» **Given task A**
In the passage on land-cover change below, what is named as the most powerful agent in shaping the earth's surface?
» **Given task B**
List every process through which, according to the passage on land-cover change below, water shapes the earth's surface.

» **Passage provided**
== == ==

Land is very important natural resource, which provides basis of life to terrestrial and aquatic flora and fauna in one way or the other. Land-cover refers to the physical characteristics of earth’s surface, captured in the distribution of vegetation, water, soil and other physical features of the land, including those created solely by human activities e.g., settlements. Land-use refers to the way in which land has been used by humans and their habitat, usually with accent on the functional role of land for economic activities (Louisa and Antonio, 2001). Water is the most powerful agent in shaping the earth’s surface through the processes of rivers, glaciers, ground water, weathering, mass movement and oceans (Mirza, 2004).

Land Use and Land Cover Change (LUCC) has important impacts on the functioning of socioeconomic and environmental systems with important tradeoffs for sustainability, food security, biodiversity and the vulnerability of people and ecosystems to global change impacts (Lesschen et al., 2005). There are various causative factors of land cover change, including natural factors. Of which river course change being the most important one. These changes may leads to the socioeconomic imbalance by reducing crop yield, infrastructure damage and leave a footprint in the livelihoods of the poor people in the society. In addition, it leads to the ecological degradation and local climate change. Various Natural Resource Management, Planning and Monitoring programs depend on accurate information about the land cover in a region. Satellite remote sensing and Geographical Information System has allowed the scientific community to study large expanses of land and observe how it changes over time.

Image for - Monitoring of Spatio-Temporal Changes in Part of Kosi River Basin, Bihar, India Using Remote Sensing and Geographical Information System
Fig. 1: Location map of part of Kosi river basin, Bihar, India

Since the early 1980s, remote sensing images and Geographical Information Systems (GIS) are being used to identify and analyze land use and land cover changes. The results provide researchers with information enabling them to make rapid decisions using recent data (Ricketts, 1992).

== == ==

» **Data section**

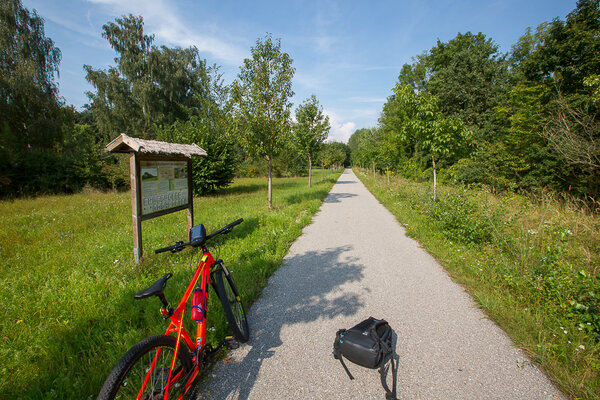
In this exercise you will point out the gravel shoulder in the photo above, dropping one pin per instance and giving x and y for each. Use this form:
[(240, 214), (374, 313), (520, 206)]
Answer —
[(352, 262)]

== == ==

» **Task answer A**
Water

» **Task answer B**
Rivers, glaciers, ground water, weathering, mass movement, and oceans